### SOURCE DOCUMENT
—————
M–H curves of pure γ-Fe₂O₃ nanoparticles, prepared by thermal decomposition method, and the core–shell nanocomposites (ZF1, ZF2 and ZF4)

Table 3 Magnetic parameters for pure iron oxide nanoparticles and ZnO@γ-Fe₂O₃ core–shell nanocomposites

The zero-field-cooled (ZFC) and field-cooled (FC) magnetization curves for the as-prepared pure γ-Fe₂O₃ nanoparticles and for the ZnO@γ-Fe₂O₃ core–shell nanocomposites (ZF1, ZF2 and ZF4), under an applied field of 0.05 T, are shown in Fig. 10. Pure γ-Fe₂O₃ nanoparticles and the core–shell nanocomposites (ZF1, ZF2 and ZF4) show broad maxima in the ZFC curves (Table 3). The temperature corresponding to the broad maxima is called as the blocking temperature (T _B), and it corresponds to the superparamagnetic transition of iron oxide nanoparticles.
—————
### DATASET CONTENT
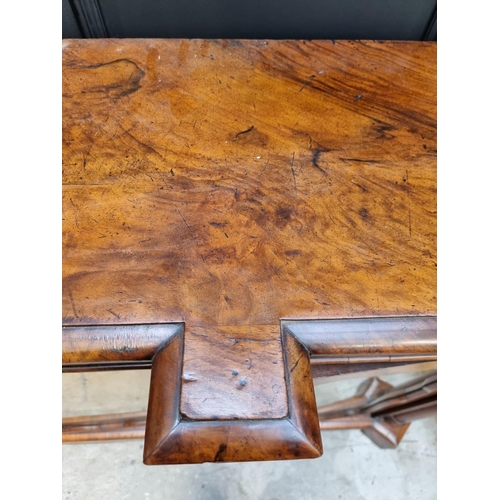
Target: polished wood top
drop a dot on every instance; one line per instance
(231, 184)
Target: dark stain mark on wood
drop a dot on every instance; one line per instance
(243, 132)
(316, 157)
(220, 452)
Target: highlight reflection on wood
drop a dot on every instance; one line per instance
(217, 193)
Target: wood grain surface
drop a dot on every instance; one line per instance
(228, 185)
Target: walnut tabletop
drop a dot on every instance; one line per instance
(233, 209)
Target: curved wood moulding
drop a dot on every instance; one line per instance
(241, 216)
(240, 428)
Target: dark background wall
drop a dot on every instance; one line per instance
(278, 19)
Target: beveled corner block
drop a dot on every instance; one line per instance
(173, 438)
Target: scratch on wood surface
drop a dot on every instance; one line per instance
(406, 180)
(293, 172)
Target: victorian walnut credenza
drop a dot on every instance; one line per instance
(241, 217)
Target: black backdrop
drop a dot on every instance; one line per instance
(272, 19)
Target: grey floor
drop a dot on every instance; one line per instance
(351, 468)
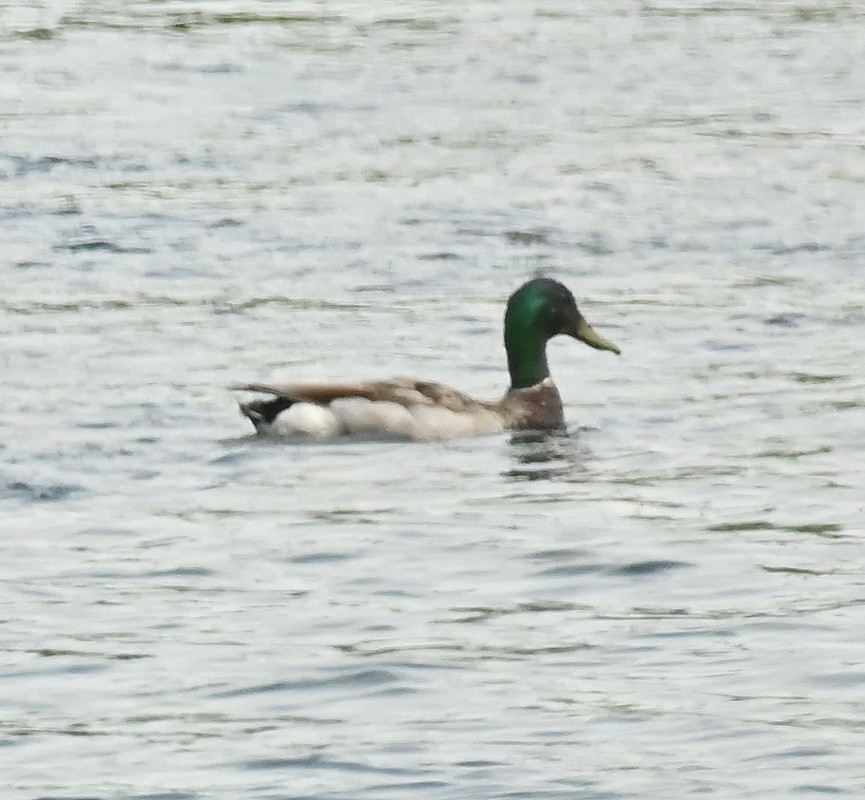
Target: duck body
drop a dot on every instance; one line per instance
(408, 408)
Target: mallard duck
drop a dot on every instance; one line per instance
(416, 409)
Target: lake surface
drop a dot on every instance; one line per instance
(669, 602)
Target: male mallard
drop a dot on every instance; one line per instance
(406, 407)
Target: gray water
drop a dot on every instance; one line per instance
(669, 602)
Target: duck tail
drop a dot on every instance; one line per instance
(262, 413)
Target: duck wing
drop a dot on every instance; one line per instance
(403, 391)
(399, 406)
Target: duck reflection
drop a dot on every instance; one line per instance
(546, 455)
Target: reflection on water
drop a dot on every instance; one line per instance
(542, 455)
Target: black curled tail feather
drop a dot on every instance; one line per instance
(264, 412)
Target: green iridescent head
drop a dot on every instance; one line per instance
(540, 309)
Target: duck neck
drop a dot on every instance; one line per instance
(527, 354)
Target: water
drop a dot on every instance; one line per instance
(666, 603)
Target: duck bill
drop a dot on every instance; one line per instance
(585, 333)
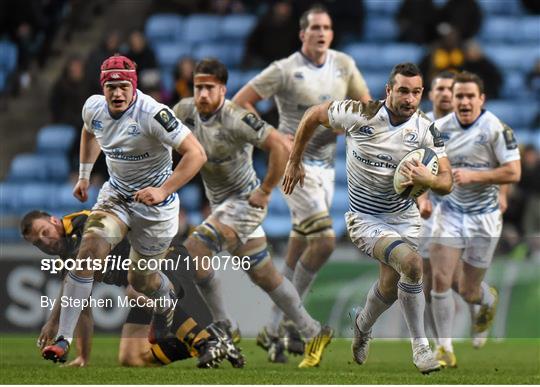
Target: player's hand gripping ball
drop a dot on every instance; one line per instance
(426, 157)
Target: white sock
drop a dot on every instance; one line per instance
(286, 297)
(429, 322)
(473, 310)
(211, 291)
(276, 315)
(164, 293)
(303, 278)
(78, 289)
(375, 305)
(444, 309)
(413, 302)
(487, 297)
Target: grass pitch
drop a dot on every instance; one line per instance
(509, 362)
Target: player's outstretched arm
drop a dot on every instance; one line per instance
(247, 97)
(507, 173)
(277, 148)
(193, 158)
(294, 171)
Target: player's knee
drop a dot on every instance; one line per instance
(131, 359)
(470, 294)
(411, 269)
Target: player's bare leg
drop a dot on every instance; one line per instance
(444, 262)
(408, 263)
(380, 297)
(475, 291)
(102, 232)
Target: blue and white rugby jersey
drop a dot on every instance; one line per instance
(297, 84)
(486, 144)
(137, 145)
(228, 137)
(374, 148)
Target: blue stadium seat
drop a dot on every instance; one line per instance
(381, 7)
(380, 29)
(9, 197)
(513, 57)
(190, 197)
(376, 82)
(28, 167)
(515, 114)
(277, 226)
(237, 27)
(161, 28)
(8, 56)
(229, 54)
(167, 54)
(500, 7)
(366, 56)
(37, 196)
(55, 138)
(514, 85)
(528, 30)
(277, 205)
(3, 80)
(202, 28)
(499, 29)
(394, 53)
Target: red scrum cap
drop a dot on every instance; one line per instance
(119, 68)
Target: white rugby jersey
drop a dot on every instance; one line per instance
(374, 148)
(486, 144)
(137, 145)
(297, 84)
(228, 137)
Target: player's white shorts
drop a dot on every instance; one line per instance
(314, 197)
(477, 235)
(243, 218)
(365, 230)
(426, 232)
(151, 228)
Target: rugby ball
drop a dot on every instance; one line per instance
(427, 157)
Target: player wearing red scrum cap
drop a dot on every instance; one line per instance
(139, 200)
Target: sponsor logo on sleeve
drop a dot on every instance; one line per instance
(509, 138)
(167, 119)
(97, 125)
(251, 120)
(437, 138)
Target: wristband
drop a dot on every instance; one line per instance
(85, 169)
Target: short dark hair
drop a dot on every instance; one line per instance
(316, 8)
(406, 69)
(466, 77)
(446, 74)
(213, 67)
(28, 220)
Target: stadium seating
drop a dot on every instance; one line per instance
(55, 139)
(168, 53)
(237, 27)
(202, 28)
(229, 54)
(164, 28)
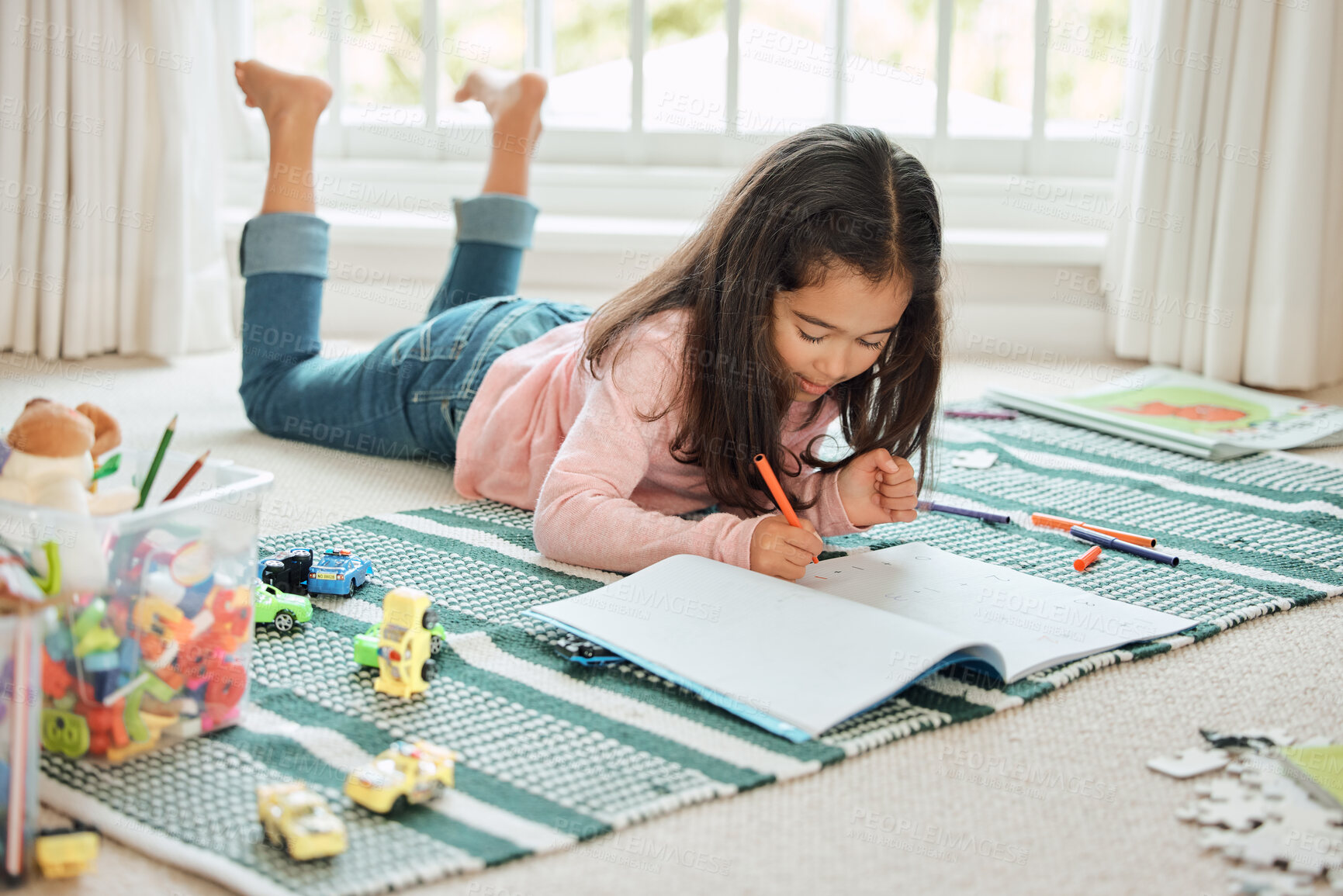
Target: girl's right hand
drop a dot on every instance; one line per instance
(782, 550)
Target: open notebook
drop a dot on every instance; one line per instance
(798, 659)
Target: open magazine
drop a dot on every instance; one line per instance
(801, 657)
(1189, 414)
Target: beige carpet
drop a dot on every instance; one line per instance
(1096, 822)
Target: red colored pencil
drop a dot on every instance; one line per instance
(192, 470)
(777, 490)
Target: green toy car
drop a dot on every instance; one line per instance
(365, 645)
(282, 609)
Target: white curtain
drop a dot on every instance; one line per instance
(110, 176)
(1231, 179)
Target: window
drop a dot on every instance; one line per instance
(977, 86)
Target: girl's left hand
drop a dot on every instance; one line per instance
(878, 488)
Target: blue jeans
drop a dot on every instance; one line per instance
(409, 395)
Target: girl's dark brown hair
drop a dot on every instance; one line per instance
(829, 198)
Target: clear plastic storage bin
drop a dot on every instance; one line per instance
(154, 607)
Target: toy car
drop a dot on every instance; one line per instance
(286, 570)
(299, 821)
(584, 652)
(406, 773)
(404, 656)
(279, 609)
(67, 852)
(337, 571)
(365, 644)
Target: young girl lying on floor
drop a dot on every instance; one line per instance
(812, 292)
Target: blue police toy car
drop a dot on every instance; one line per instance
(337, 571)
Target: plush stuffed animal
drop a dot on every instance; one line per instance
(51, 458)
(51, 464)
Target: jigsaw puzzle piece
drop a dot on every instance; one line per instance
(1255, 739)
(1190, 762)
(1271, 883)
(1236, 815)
—————
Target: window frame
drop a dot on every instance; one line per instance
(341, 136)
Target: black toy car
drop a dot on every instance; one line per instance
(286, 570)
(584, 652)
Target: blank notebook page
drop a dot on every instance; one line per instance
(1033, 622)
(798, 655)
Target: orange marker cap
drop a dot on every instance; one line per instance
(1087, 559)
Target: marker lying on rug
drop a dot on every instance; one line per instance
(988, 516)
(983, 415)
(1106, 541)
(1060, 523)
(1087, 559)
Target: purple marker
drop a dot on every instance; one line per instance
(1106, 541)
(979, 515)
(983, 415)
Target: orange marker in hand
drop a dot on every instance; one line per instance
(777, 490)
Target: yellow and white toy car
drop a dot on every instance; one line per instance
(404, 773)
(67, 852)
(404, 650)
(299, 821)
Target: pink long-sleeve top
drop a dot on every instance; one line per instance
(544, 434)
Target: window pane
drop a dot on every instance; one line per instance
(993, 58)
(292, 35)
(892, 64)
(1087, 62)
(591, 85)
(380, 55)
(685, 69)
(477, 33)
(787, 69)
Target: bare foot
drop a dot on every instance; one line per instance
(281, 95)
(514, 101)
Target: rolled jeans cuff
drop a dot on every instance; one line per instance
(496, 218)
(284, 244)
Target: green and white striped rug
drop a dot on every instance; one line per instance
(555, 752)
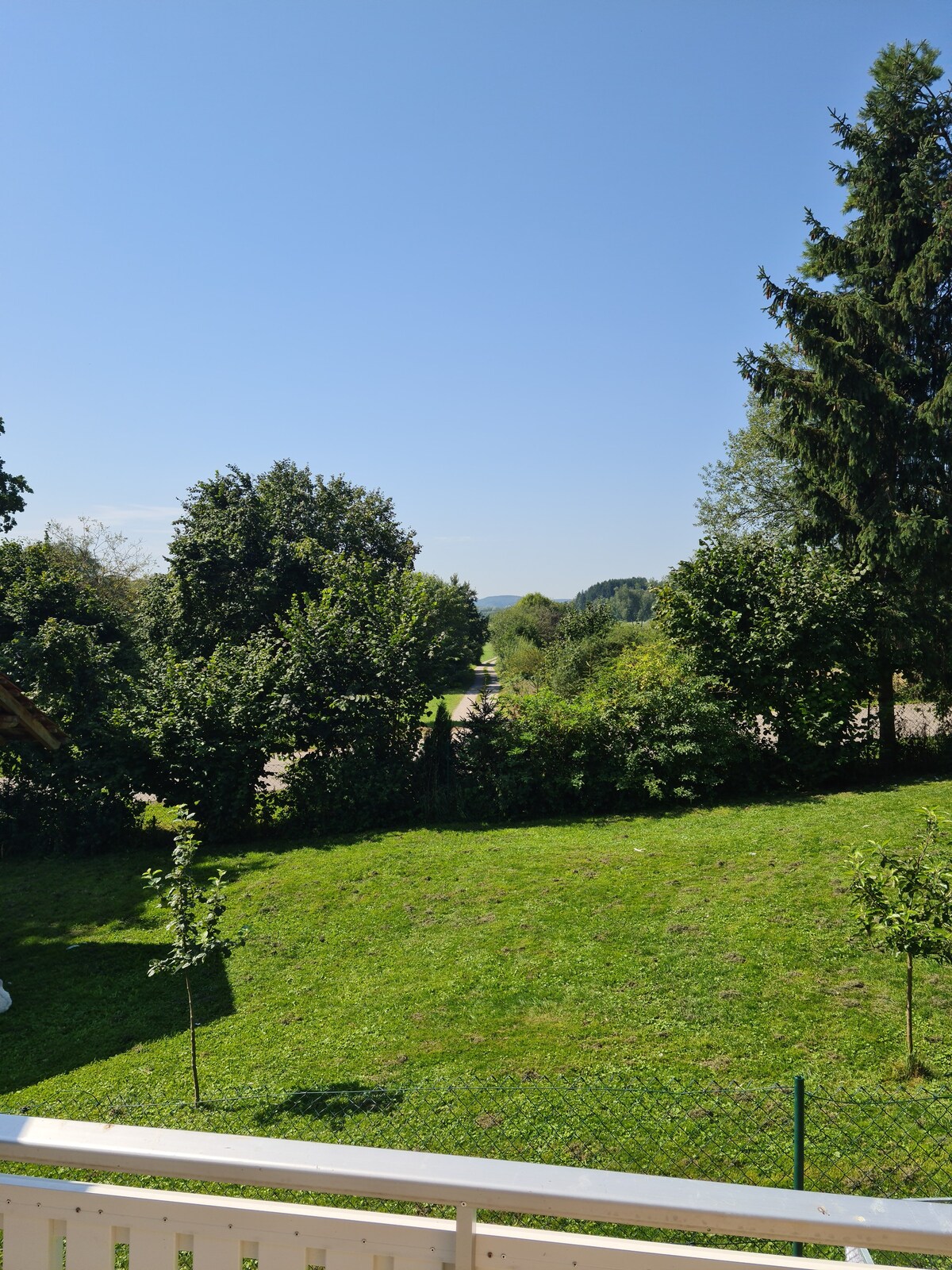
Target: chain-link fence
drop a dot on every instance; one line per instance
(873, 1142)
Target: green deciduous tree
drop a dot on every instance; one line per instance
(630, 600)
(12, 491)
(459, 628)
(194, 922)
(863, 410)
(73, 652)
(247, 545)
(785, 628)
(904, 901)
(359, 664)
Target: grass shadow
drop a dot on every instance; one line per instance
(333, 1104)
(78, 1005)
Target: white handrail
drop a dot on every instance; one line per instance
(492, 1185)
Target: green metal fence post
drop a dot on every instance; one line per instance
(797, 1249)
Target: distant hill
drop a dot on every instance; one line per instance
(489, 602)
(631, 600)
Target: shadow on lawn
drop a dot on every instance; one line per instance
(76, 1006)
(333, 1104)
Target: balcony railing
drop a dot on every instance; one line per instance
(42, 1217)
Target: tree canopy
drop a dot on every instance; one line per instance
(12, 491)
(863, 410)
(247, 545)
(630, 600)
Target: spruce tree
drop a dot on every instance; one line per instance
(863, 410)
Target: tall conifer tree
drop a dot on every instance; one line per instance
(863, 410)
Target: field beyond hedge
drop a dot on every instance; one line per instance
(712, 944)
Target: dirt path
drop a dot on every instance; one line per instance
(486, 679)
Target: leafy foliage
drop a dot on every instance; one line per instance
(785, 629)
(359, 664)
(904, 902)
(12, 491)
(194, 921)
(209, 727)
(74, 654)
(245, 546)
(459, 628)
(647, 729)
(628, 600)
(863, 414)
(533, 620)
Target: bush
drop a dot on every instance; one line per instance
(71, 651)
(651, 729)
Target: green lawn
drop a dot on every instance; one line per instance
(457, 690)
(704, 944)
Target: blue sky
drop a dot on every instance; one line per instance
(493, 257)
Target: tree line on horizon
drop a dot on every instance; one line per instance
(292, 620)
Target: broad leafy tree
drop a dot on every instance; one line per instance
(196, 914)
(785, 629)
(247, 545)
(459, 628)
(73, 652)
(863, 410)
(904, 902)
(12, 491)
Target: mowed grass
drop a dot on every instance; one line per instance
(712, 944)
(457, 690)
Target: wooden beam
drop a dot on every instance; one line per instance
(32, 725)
—————
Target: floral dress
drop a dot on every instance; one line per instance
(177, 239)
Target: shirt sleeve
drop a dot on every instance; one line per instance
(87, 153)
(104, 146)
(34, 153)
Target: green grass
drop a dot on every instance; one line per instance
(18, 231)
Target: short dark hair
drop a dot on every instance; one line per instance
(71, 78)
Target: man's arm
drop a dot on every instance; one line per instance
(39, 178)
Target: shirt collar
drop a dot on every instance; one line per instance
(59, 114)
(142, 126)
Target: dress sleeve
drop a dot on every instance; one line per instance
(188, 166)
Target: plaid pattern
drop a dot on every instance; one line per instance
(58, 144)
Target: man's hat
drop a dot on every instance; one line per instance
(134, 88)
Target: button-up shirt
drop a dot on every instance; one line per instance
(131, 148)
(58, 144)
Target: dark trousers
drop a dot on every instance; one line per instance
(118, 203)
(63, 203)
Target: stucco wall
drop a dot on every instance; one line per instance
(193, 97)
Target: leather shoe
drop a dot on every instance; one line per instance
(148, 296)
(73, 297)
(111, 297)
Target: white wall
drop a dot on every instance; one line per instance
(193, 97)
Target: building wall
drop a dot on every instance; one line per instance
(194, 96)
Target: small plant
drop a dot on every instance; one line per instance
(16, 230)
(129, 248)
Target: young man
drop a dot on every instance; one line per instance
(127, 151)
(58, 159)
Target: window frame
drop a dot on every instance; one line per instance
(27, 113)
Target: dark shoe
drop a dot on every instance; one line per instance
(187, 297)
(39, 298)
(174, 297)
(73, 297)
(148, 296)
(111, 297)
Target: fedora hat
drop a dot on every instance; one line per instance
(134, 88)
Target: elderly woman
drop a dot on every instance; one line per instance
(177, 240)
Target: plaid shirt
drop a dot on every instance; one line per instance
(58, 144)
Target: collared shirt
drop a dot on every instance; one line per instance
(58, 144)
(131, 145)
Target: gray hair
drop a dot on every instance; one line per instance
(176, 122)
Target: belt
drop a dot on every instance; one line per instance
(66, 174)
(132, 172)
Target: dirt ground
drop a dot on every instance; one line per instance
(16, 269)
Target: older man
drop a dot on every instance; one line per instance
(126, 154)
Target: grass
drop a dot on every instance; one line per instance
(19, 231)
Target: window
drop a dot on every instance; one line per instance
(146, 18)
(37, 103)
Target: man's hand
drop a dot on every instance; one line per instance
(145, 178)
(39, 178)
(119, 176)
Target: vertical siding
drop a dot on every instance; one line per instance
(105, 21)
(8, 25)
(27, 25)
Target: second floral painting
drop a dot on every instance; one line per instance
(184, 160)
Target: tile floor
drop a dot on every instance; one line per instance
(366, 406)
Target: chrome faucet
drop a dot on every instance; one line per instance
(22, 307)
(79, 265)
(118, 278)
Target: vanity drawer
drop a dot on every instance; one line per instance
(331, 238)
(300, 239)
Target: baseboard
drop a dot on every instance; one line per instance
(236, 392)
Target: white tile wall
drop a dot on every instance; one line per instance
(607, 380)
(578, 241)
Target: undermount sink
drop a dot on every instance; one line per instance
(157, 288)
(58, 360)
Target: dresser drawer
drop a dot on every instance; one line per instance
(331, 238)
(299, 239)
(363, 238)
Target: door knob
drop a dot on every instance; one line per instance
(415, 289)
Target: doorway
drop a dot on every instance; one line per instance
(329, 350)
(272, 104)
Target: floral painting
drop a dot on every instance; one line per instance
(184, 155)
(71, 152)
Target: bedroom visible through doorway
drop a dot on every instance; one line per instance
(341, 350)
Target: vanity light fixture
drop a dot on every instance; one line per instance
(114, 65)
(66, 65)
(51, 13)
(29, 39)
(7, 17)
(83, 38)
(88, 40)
—————
### PROBLEM STATEMENT
Extend the passage on the magnetization of γ-Fe₂O₃ nanoparticles and ZnO@γ-Fe₂O₃ core–shell nanocomposites by a few sentences, starting after its final sentence.

### SOLVED PROBLEM
Fig. 10

ZFC and FC curves of pure γ-Fe₂O₃ nanoparticles, prepared by thermal decomposition method, and ZnO@γ-Fe₂O₃ core–shell nanocomposites (ZF1, ZF2 and ZF4)

At temperatures higher than T _B, the magnetization decreases and follows a Curie–Weiss law (Liu and Ma 2015). The observed blocking temperature for pure γ-Fe₂O₃ nanoparticles is 43 K and for the core–shell nanocomposites ZF1, ZF2 and ZF4, the T _B values are 30, 45 and 55 K, respectively. The increase in the blocking temperature in the nanocomposites ZF2 and ZF4 compared to ZF1 is attributed to an increase in dipolar interaction due to increase in the particle volume (Mikhaylova et al. 2004). The broad maxima in the ZFC curves of γ-Fe₂O₃ nanoparticles and the core–shell nanocomposites (ZF1, ZF2 and ZF4) indicate broad particle size distribution of iron oxide nanoparticles (Kishore and Jeevanadam 2011). The particle volume (V) can be calculated from T _B using the following equation (Laurent et al. 2008).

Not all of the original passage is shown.